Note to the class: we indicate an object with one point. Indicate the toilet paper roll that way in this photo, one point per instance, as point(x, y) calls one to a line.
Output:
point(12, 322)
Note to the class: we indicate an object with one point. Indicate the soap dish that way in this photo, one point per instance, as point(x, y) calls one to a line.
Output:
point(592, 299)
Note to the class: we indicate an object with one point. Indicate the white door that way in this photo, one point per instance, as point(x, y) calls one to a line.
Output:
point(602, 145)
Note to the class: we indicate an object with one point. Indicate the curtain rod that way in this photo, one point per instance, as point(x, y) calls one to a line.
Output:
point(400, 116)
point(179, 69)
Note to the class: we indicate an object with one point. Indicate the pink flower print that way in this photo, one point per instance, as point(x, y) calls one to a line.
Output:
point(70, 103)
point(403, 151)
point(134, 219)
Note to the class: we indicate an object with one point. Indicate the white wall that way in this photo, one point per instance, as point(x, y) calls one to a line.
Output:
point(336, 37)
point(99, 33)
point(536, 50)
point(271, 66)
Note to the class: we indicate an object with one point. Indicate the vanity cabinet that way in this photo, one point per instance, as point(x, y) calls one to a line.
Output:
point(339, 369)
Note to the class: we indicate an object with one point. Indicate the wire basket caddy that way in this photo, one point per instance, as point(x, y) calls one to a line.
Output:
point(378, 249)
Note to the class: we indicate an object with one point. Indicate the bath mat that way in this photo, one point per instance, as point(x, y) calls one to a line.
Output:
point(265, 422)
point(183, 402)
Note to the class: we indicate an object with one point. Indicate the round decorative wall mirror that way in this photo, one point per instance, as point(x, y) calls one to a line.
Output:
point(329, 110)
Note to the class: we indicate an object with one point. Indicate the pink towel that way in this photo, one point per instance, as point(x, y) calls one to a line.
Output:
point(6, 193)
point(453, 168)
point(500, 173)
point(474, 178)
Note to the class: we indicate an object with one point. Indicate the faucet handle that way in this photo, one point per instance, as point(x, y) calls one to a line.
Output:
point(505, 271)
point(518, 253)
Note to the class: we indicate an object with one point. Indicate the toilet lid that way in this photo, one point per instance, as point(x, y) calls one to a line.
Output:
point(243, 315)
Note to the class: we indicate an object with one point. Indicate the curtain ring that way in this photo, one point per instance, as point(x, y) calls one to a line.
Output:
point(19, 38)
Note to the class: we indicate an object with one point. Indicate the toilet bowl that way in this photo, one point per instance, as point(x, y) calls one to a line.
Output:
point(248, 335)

--

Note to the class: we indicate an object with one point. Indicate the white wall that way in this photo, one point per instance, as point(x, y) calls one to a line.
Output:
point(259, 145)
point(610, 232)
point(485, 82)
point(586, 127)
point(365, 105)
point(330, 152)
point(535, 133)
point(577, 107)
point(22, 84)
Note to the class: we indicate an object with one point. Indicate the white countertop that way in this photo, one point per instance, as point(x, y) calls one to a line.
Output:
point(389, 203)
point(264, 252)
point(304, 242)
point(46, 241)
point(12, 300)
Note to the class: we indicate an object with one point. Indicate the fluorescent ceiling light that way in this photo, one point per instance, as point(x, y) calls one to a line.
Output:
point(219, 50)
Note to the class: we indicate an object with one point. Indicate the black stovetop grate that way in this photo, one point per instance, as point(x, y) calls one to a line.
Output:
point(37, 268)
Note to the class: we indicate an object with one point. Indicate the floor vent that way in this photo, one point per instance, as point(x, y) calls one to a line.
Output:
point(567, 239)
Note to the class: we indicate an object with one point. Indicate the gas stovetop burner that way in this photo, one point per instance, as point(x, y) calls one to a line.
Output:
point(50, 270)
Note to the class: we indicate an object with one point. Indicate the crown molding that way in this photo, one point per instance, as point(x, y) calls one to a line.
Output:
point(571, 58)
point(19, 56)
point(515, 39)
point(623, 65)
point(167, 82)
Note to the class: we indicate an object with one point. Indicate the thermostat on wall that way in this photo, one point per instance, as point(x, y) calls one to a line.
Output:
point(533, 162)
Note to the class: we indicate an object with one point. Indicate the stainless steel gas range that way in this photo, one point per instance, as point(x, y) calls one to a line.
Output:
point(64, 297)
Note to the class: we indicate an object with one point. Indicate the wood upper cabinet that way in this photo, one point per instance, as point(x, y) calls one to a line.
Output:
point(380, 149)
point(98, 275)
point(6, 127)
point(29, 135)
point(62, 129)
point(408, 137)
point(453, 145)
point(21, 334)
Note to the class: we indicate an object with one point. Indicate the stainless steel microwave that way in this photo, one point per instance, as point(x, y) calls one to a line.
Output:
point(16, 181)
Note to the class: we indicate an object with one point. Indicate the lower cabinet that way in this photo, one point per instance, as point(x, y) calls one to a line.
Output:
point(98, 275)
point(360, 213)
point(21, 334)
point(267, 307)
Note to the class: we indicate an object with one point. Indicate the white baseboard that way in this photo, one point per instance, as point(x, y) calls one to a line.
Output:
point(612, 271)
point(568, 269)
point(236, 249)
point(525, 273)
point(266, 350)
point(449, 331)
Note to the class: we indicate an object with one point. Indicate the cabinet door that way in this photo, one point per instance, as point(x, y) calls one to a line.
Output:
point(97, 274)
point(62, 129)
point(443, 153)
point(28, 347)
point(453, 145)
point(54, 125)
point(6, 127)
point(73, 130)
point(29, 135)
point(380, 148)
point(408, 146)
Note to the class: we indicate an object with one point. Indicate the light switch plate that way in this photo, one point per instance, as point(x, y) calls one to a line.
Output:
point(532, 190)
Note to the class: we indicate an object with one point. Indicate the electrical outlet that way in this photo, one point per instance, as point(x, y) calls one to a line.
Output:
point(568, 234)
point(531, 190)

— WHAT YOU SHOULD DO —
Copy here each line of the preceding records with "steel" in it.

— ANSWER BOX —
Note to the class: we indicate an object with one point. Indicate the stainless steel gas range that way in this photo, one point per instance, as point(x, y) calls one to a line.
Note to the class: we indicate an object with one point. Indicate the stainless steel microwave that way in this photo, one point per instance, as point(x, y) calls one to a line.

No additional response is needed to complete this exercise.